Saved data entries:
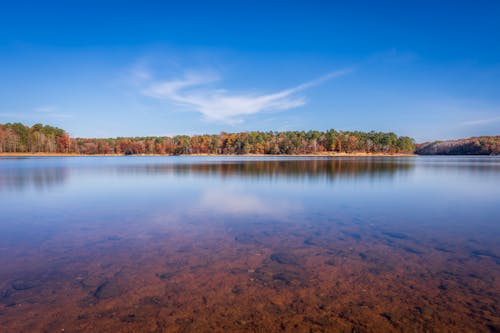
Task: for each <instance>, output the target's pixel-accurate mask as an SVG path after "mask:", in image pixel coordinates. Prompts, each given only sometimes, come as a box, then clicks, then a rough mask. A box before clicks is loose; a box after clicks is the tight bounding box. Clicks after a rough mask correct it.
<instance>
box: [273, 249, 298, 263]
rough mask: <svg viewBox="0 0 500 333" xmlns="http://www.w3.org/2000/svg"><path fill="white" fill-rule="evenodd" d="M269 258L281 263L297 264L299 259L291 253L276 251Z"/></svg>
mask: <svg viewBox="0 0 500 333" xmlns="http://www.w3.org/2000/svg"><path fill="white" fill-rule="evenodd" d="M270 259H271V260H272V261H274V262H277V263H278V264H282V265H298V264H299V261H298V259H297V257H296V256H294V255H293V254H291V253H284V252H276V253H273V254H271V256H270Z"/></svg>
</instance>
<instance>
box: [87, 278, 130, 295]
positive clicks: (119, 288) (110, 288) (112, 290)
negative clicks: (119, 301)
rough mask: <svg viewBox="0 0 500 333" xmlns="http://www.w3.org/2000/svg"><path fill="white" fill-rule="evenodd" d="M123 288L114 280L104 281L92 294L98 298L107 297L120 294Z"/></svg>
mask: <svg viewBox="0 0 500 333" xmlns="http://www.w3.org/2000/svg"><path fill="white" fill-rule="evenodd" d="M122 292H123V290H122V288H121V287H120V285H119V284H118V283H116V281H114V280H111V281H106V282H104V283H103V284H101V285H100V286H99V287H97V289H96V290H95V292H94V296H95V297H96V298H98V299H107V298H113V297H117V296H120V295H121V294H122Z"/></svg>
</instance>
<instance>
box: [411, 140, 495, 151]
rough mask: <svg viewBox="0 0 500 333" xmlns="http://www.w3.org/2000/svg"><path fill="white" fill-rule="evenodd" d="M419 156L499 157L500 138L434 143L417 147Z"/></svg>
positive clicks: (431, 142)
mask: <svg viewBox="0 0 500 333" xmlns="http://www.w3.org/2000/svg"><path fill="white" fill-rule="evenodd" d="M416 153H417V154H421V155H500V136H480V137H473V138H468V139H460V140H448V141H434V142H426V143H422V144H419V145H417V148H416Z"/></svg>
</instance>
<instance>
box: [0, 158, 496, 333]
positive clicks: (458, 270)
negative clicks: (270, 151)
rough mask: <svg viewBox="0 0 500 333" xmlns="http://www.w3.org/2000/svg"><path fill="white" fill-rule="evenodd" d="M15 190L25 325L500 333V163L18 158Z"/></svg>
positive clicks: (0, 247)
mask: <svg viewBox="0 0 500 333" xmlns="http://www.w3.org/2000/svg"><path fill="white" fill-rule="evenodd" d="M0 181H1V183H0V184H1V187H0V211H1V214H2V215H1V217H2V219H1V221H0V327H2V329H4V330H6V331H7V332H10V331H12V332H38V331H48V332H53V331H54V332H55V331H61V330H63V329H64V330H65V331H71V332H89V331H99V332H118V331H129V332H204V331H211V332H217V331H219V332H223V331H232V332H247V331H265V332H283V331H285V332H287V331H288V332H296V331H346V332H353V331H377V330H378V331H387V332H391V331H394V332H397V331H485V332H486V331H488V330H494V329H496V328H498V325H497V324H498V318H499V316H498V299H500V285H499V281H500V259H499V258H500V223H498V216H500V206H499V205H498V198H499V197H500V188H499V187H498V183H499V181H500V160H499V159H494V158H488V159H486V158H442V157H437V158H338V159H328V158H317V159H302V158H266V159H262V158H188V157H181V158H177V157H171V158H170V157H169V158H149V157H130V158H71V159H67V158H52V159H50V158H49V159H19V160H14V159H8V160H1V161H0ZM36 184H38V185H36ZM38 189H44V190H43V191H39V190H38ZM46 189H50V191H47V190H46ZM35 314H36V315H35Z"/></svg>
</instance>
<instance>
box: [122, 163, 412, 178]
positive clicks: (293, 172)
mask: <svg viewBox="0 0 500 333" xmlns="http://www.w3.org/2000/svg"><path fill="white" fill-rule="evenodd" d="M413 167H414V164H413V160H411V159H398V158H394V159H392V158H391V159H387V158H383V159H376V158H366V159H365V158H355V159H353V158H341V159H299V160H296V159H290V160H287V159H280V160H258V161H256V160H246V161H241V160H240V161H214V162H195V163H172V164H144V165H134V166H127V167H126V168H125V169H124V170H120V171H124V172H130V171H132V170H131V169H133V170H134V171H136V172H145V173H149V174H155V173H172V174H175V175H213V176H218V177H231V176H239V177H256V178H274V177H291V178H313V179H315V178H318V179H321V178H325V179H335V178H337V177H344V178H345V177H361V176H363V177H381V176H387V177H391V176H393V175H395V174H396V173H400V172H407V171H409V170H411V169H412V168H413ZM120 169H121V168H120Z"/></svg>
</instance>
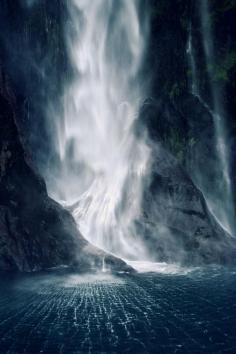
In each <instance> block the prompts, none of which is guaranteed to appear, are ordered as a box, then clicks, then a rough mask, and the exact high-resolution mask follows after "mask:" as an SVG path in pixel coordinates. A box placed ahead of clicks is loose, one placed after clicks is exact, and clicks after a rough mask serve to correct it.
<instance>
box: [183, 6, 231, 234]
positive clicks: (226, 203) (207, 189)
mask: <svg viewBox="0 0 236 354" xmlns="http://www.w3.org/2000/svg"><path fill="white" fill-rule="evenodd" d="M199 12H200V22H201V23H200V26H201V31H202V43H203V49H204V55H205V61H206V70H207V73H208V75H209V77H211V75H212V67H213V66H214V65H215V53H214V45H213V34H212V29H211V19H210V13H209V3H208V0H201V1H200V3H199ZM187 54H188V57H189V66H190V69H191V91H192V94H193V95H195V96H196V97H198V99H199V100H200V102H201V103H202V104H203V105H204V107H205V108H206V109H207V110H208V111H209V112H210V114H211V115H212V117H213V119H214V127H215V136H216V142H215V143H216V151H217V155H218V159H219V164H220V169H221V170H222V180H221V181H220V182H219V185H221V186H223V187H222V188H220V189H219V188H218V187H219V186H216V187H215V191H214V192H213V193H209V190H208V188H205V187H206V186H204V183H202V178H201V179H200V180H201V182H199V181H198V182H199V183H198V184H200V185H199V187H200V189H202V191H203V192H204V194H205V196H206V198H207V203H208V205H209V208H210V209H211V211H212V213H213V214H214V215H215V217H216V218H217V219H218V221H219V222H220V223H221V224H222V225H223V226H224V227H225V228H226V229H227V230H228V231H229V232H230V233H232V232H233V226H234V225H233V222H232V220H231V219H232V218H231V215H233V213H232V210H233V201H232V188H231V181H230V175H229V164H228V161H229V159H228V152H227V147H226V137H225V124H224V119H225V112H224V109H223V103H222V99H221V97H220V91H219V89H218V87H217V85H216V84H215V83H213V82H212V81H211V87H210V88H211V95H212V108H210V106H209V104H208V103H206V102H205V101H204V99H203V98H202V96H201V92H200V89H199V83H198V77H197V66H196V65H197V63H196V59H195V55H194V48H193V33H192V25H190V29H189V39H188V45H187ZM222 191H223V192H222Z"/></svg>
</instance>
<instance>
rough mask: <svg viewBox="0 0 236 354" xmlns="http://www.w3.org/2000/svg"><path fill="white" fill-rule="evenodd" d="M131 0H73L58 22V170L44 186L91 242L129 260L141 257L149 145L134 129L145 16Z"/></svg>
mask: <svg viewBox="0 0 236 354" xmlns="http://www.w3.org/2000/svg"><path fill="white" fill-rule="evenodd" d="M140 3H141V2H139V1H137V0H129V1H127V0H96V1H88V0H73V1H70V2H68V10H69V14H70V21H69V22H68V23H67V27H66V40H67V45H68V53H69V57H70V60H71V63H72V66H73V73H74V77H73V80H72V81H71V82H70V83H69V84H68V85H67V86H66V87H65V93H64V96H63V109H64V113H63V117H61V119H59V118H58V117H57V118H58V120H57V128H58V129H57V130H58V131H57V137H58V154H59V156H60V161H61V164H62V172H61V173H60V174H59V175H58V178H57V180H56V181H55V182H56V184H57V191H56V192H55V189H54V190H51V194H52V195H53V197H55V198H56V199H57V200H59V201H60V202H62V203H63V204H64V205H66V206H67V207H70V208H71V210H72V212H73V215H74V217H75V220H76V222H77V223H78V227H79V229H80V231H81V233H82V234H83V236H84V237H85V238H87V239H88V240H89V241H90V242H91V243H92V244H94V245H96V246H98V247H100V248H102V249H104V250H107V251H109V252H112V253H114V254H115V255H118V256H120V257H123V258H125V259H130V260H143V259H146V258H147V257H148V256H147V253H146V251H145V246H144V244H143V243H142V242H141V240H138V239H136V235H135V229H134V223H135V220H136V219H137V218H138V216H139V213H140V204H141V197H142V177H143V174H144V173H145V170H146V168H147V163H148V158H149V149H148V147H147V146H146V144H145V139H144V137H143V138H142V139H141V138H137V136H136V135H135V120H136V119H137V116H138V111H139V106H140V104H141V103H142V101H143V99H144V92H143V91H144V85H142V82H141V80H140V70H141V67H142V60H143V56H144V52H145V42H146V40H147V38H146V37H147V36H148V19H147V18H146V15H144V14H142V19H140V16H139V11H140V6H141V4H140Z"/></svg>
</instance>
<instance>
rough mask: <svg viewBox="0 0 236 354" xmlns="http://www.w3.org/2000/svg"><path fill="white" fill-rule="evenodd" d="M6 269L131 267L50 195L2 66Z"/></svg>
mask: <svg viewBox="0 0 236 354" xmlns="http://www.w3.org/2000/svg"><path fill="white" fill-rule="evenodd" d="M0 87H1V90H0V107H1V109H0V270H8V271H17V270H19V271H36V270H41V269H45V268H49V267H57V266H60V265H68V266H72V265H73V266H76V267H78V269H79V270H81V271H87V270H90V269H93V268H97V267H100V268H102V267H103V266H104V265H105V266H106V267H107V268H110V269H111V270H115V271H120V270H122V271H130V270H131V268H130V267H129V266H127V265H126V264H125V262H123V261H122V260H120V259H118V258H116V257H113V256H112V255H109V254H107V253H105V252H103V251H102V250H99V249H97V248H96V247H94V246H92V245H90V244H89V243H88V242H87V241H86V240H85V239H84V238H83V237H82V235H81V234H80V232H79V231H78V229H77V227H76V224H75V221H74V219H73V217H72V216H71V214H70V213H69V212H68V211H67V210H65V209H64V208H62V207H61V206H60V205H59V204H58V203H56V202H55V201H54V200H52V199H51V198H49V197H48V194H47V190H46V185H45V183H44V180H43V179H42V178H41V177H40V176H39V175H38V174H37V173H36V172H35V171H34V169H33V167H32V166H31V163H30V160H29V158H28V157H27V156H26V155H25V152H24V149H23V146H22V143H21V141H20V137H19V134H18V131H17V126H16V124H15V117H14V115H15V113H14V112H15V100H14V95H13V94H12V93H11V91H10V89H9V88H8V85H7V80H6V78H5V77H4V74H3V73H2V72H1V71H0Z"/></svg>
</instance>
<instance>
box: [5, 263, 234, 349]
mask: <svg viewBox="0 0 236 354" xmlns="http://www.w3.org/2000/svg"><path fill="white" fill-rule="evenodd" d="M235 300H236V269H226V268H212V267H211V268H207V269H204V270H203V269H197V270H195V271H192V272H190V273H188V274H185V275H184V274H182V275H181V273H180V274H172V275H171V274H137V275H131V276H127V275H123V276H122V275H120V276H112V275H109V274H98V275H83V276H82V275H76V274H57V273H50V274H40V275H36V274H34V275H27V276H18V277H16V276H14V277H13V276H11V277H9V275H8V277H7V278H6V277H5V276H3V275H2V276H1V280H0V353H1V354H5V353H9V354H10V353H11V354H13V353H14V354H16V353H26V354H29V353H30V354H31V353H32V354H37V353H61V354H62V353H63V354H70V353H198V354H200V353H207V354H210V353H213V354H216V353H236V301H235Z"/></svg>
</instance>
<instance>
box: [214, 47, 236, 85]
mask: <svg viewBox="0 0 236 354" xmlns="http://www.w3.org/2000/svg"><path fill="white" fill-rule="evenodd" d="M234 68H236V51H232V52H230V53H228V54H227V55H226V57H225V58H224V59H223V60H222V61H221V63H220V64H216V65H214V66H213V67H212V68H211V69H212V79H213V81H225V82H226V81H229V79H230V71H231V70H232V69H234Z"/></svg>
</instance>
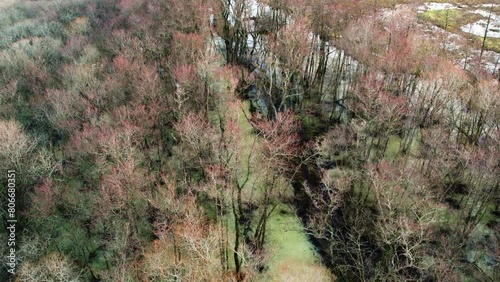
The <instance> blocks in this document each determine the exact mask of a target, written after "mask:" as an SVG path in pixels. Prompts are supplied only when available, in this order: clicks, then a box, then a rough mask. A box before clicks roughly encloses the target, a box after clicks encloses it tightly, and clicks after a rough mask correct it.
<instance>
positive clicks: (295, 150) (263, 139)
mask: <svg viewBox="0 0 500 282" xmlns="http://www.w3.org/2000/svg"><path fill="white" fill-rule="evenodd" d="M256 127H257V128H258V129H259V130H260V134H261V135H262V136H263V137H264V138H263V141H262V144H263V155H264V157H265V160H266V162H267V164H268V166H269V167H273V169H277V170H280V171H282V172H286V171H288V170H289V165H290V163H291V161H292V160H293V159H294V158H296V157H297V156H298V154H299V152H300V151H299V149H300V145H301V144H300V141H301V139H300V136H299V133H300V129H301V125H300V121H299V119H298V118H297V116H296V115H295V113H293V112H292V111H291V110H288V111H286V112H278V113H277V114H276V119H275V120H266V121H258V122H257V123H256Z"/></svg>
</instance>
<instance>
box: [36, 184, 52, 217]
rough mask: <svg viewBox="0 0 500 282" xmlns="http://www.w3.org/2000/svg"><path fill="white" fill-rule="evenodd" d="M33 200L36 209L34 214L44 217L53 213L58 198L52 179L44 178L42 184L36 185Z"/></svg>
mask: <svg viewBox="0 0 500 282" xmlns="http://www.w3.org/2000/svg"><path fill="white" fill-rule="evenodd" d="M31 201H32V203H31V204H32V208H33V209H34V210H35V211H36V212H35V213H34V216H42V217H44V216H49V215H50V214H51V213H52V209H53V207H54V206H55V201H56V199H55V194H54V190H53V188H52V181H51V180H50V179H48V178H47V179H44V180H43V182H42V183H41V184H39V185H37V186H35V188H34V191H33V194H32V196H31Z"/></svg>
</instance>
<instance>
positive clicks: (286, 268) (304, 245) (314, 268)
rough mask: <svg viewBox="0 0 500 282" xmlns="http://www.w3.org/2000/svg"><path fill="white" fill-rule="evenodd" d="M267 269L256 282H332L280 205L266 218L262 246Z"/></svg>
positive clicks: (306, 243)
mask: <svg viewBox="0 0 500 282" xmlns="http://www.w3.org/2000/svg"><path fill="white" fill-rule="evenodd" d="M266 244H267V245H266V253H267V254H268V256H269V257H268V259H267V266H268V269H267V270H266V271H265V272H264V273H263V274H262V276H261V277H259V278H260V279H259V280H260V281H311V280H310V279H311V278H312V277H315V281H333V277H332V276H331V274H330V273H329V271H328V270H327V269H326V267H324V266H323V265H321V263H320V262H319V257H318V256H317V254H316V252H315V250H314V248H313V246H312V244H311V243H310V242H309V240H308V238H307V236H306V234H305V232H304V229H303V227H302V224H301V223H300V220H299V218H298V217H297V215H296V214H295V212H294V211H293V210H292V209H291V208H290V207H288V206H287V205H285V204H280V205H278V207H277V208H276V210H275V211H274V213H273V214H272V215H271V217H270V218H269V222H268V233H267V243H266Z"/></svg>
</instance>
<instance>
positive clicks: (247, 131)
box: [239, 101, 335, 282]
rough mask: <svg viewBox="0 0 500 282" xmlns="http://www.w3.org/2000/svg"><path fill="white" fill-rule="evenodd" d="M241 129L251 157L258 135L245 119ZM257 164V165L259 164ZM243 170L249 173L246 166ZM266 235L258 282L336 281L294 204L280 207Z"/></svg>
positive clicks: (249, 108)
mask: <svg viewBox="0 0 500 282" xmlns="http://www.w3.org/2000/svg"><path fill="white" fill-rule="evenodd" d="M249 109H250V103H249V102H248V101H245V102H244V104H243V110H244V111H245V113H246V115H247V116H250V110H249ZM239 128H240V130H241V131H242V136H244V141H243V142H242V143H243V144H242V147H243V148H242V151H243V156H245V157H247V156H248V155H249V154H251V153H252V151H253V148H252V146H253V142H254V138H256V136H255V133H254V131H253V128H252V126H251V125H250V124H249V122H248V121H247V120H246V119H245V118H244V117H243V116H241V118H240V119H239ZM253 157H254V158H256V157H257V156H253ZM255 161H256V160H254V163H258V162H255ZM242 165H243V164H242ZM242 170H246V167H243V169H242ZM256 178H257V176H256V175H255V173H252V174H251V175H250V180H249V183H250V184H252V183H253V182H254V181H256ZM277 186H278V187H276V188H275V189H282V190H286V192H285V194H290V195H291V193H292V187H291V185H290V184H289V183H287V181H279V184H278V185H277ZM256 191H262V188H261V189H259V188H257V189H256ZM247 196H248V195H247ZM266 235H267V236H266V245H265V252H266V254H265V255H266V259H265V267H264V271H263V272H262V274H261V275H260V276H259V277H257V281H287V282H294V281H296V282H302V281H310V279H311V277H314V281H317V282H321V281H334V280H335V279H334V278H333V277H332V274H331V273H330V271H329V270H328V268H327V267H326V266H324V265H323V264H322V263H321V259H320V256H319V254H318V253H317V252H316V250H315V249H314V246H313V245H312V243H311V242H310V241H309V238H308V237H307V234H306V232H305V229H304V226H303V225H302V223H301V221H300V219H299V217H298V216H297V213H296V212H295V210H294V208H293V207H292V206H290V204H288V203H283V202H282V203H279V204H278V206H277V207H276V209H275V210H274V211H273V213H272V214H271V216H270V218H269V220H268V227H267V234H266Z"/></svg>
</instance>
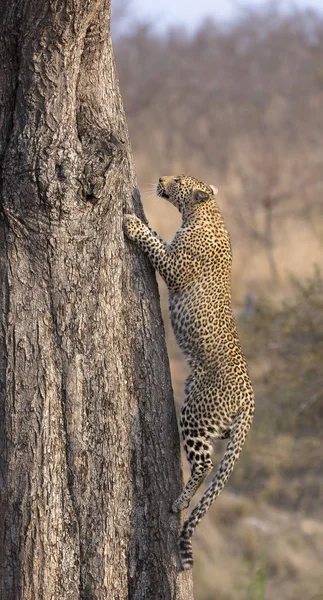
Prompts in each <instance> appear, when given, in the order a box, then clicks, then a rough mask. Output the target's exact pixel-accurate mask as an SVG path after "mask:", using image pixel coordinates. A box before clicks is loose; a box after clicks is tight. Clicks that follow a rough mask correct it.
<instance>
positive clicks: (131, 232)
mask: <svg viewBox="0 0 323 600" xmlns="http://www.w3.org/2000/svg"><path fill="white" fill-rule="evenodd" d="M143 226H144V223H143V222H142V221H141V220H140V219H138V217H136V216H135V215H125V216H124V217H123V230H124V232H125V234H126V236H127V237H128V238H129V240H132V241H134V240H136V239H137V236H138V234H139V233H140V232H141V230H142V227H143Z"/></svg>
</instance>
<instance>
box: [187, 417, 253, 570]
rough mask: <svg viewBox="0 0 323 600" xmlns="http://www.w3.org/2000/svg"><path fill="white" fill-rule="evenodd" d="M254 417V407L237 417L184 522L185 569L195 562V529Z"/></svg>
mask: <svg viewBox="0 0 323 600" xmlns="http://www.w3.org/2000/svg"><path fill="white" fill-rule="evenodd" d="M252 418H253V408H250V410H247V411H241V413H240V414H239V415H237V416H236V417H235V419H234V422H233V424H232V428H231V434H230V439H229V442H228V445H227V448H226V451H225V453H224V456H223V458H222V460H221V462H220V464H219V466H218V469H217V472H216V474H215V476H214V477H213V480H212V482H211V484H210V486H209V487H208V489H207V490H206V492H205V493H204V494H203V496H202V498H201V500H200V501H199V503H198V504H197V505H196V506H195V508H194V509H193V510H192V512H191V514H190V515H189V517H188V518H187V519H186V521H185V522H184V525H183V528H182V531H181V535H180V538H179V553H180V558H181V562H182V567H183V569H190V568H191V566H192V564H193V554H192V535H193V533H194V530H195V528H196V526H197V524H198V523H199V522H200V520H201V519H202V517H203V516H204V514H205V513H206V511H207V509H208V508H209V506H210V505H211V504H212V502H214V500H215V499H216V498H217V496H218V495H219V494H220V492H221V491H222V490H223V488H224V486H225V484H226V482H227V480H228V479H229V477H230V475H231V473H232V471H233V468H234V465H235V463H236V461H237V459H238V458H239V455H240V452H241V449H242V446H243V444H244V442H245V439H246V437H247V434H248V431H249V429H250V425H251V422H252Z"/></svg>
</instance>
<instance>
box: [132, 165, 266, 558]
mask: <svg viewBox="0 0 323 600" xmlns="http://www.w3.org/2000/svg"><path fill="white" fill-rule="evenodd" d="M216 192H217V190H216V188H213V187H212V186H209V185H206V184H204V183H202V182H200V181H198V180H197V179H195V178H194V177H190V176H186V175H180V176H176V177H175V176H166V177H161V178H160V179H159V182H158V185H157V194H158V195H159V196H161V197H163V198H166V199H167V200H169V201H170V202H171V203H172V204H173V205H174V206H176V207H177V208H178V210H179V211H180V212H181V214H182V225H181V227H180V228H179V229H178V231H177V232H176V234H175V237H174V239H173V241H172V242H171V243H170V244H167V243H166V242H165V241H164V240H163V239H162V238H161V237H160V236H159V235H158V234H157V233H156V232H155V231H153V230H152V229H151V228H149V227H148V226H147V225H145V224H144V223H143V222H142V221H141V220H140V219H138V218H137V217H135V216H133V215H126V216H125V218H124V230H125V233H126V235H127V237H128V238H129V239H130V240H132V241H134V242H136V244H137V245H138V246H139V247H140V248H141V249H142V250H143V251H144V252H145V253H146V254H147V255H148V257H149V259H150V261H151V262H152V264H153V266H154V268H155V269H156V270H157V271H159V273H160V274H161V276H162V277H163V278H164V280H165V282H166V284H167V287H168V291H169V309H170V318H171V323H172V327H173V330H174V333H175V336H176V339H177V342H178V344H179V346H180V348H181V350H182V352H183V354H184V356H185V358H186V360H187V362H188V365H189V368H190V374H189V376H188V378H187V381H186V383H185V389H184V391H185V400H184V404H183V407H182V409H181V416H180V424H181V432H182V437H183V442H184V449H185V453H186V456H187V459H188V461H189V464H190V468H191V473H190V477H189V480H188V482H187V484H186V486H185V487H184V489H183V491H182V493H181V495H180V496H179V498H177V499H176V500H175V501H174V503H173V505H172V510H173V511H174V512H177V511H180V510H183V509H184V508H187V507H188V506H189V504H190V501H191V499H192V497H193V495H194V494H195V492H196V490H197V489H198V488H199V486H200V485H201V483H202V482H203V480H204V479H205V477H206V475H207V474H208V473H209V472H210V471H211V470H212V469H213V463H212V460H211V451H212V444H213V442H214V440H216V439H228V444H227V448H226V450H225V453H224V456H223V458H222V460H221V462H220V463H219V465H218V467H217V470H216V472H215V475H214V477H213V479H212V481H211V483H210V485H209V487H208V488H207V490H206V492H205V493H204V495H203V496H202V498H201V500H200V501H199V503H198V504H197V505H196V506H195V508H194V509H193V511H192V512H191V514H190V515H189V517H188V518H187V519H186V520H185V522H184V525H183V528H182V531H181V534H180V538H179V552H180V558H181V563H182V567H183V568H184V569H188V568H190V567H191V566H192V564H193V554H192V543H191V538H192V535H193V532H194V530H195V528H196V526H197V524H198V523H199V521H200V520H201V519H202V517H203V515H204V514H205V512H206V511H207V509H208V508H209V506H210V505H211V504H212V502H213V501H214V500H215V498H216V497H217V496H218V495H219V493H220V492H221V491H222V489H223V487H224V486H225V484H226V482H227V480H228V478H229V477H230V475H231V473H232V471H233V468H234V465H235V463H236V461H237V459H238V457H239V454H240V452H241V449H242V446H243V444H244V442H245V439H246V436H247V433H248V431H249V429H250V425H251V422H252V418H253V413H254V393H253V388H252V384H251V381H250V378H249V375H248V369H247V364H246V361H245V358H244V355H243V353H242V350H241V346H240V341H239V337H238V333H237V328H236V324H235V320H234V317H233V313H232V307H231V289H230V279H231V262H232V252H231V244H230V238H229V234H228V232H227V230H226V227H225V225H224V222H223V219H222V216H221V214H220V210H219V207H218V205H217V202H216V198H215V195H216Z"/></svg>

→ EXERCISE REQUIREMENTS: How many lines of the records contain the string "coordinates"? Case counts, and give only the number.

→ RESPONSE TO THIS EXERCISE: 3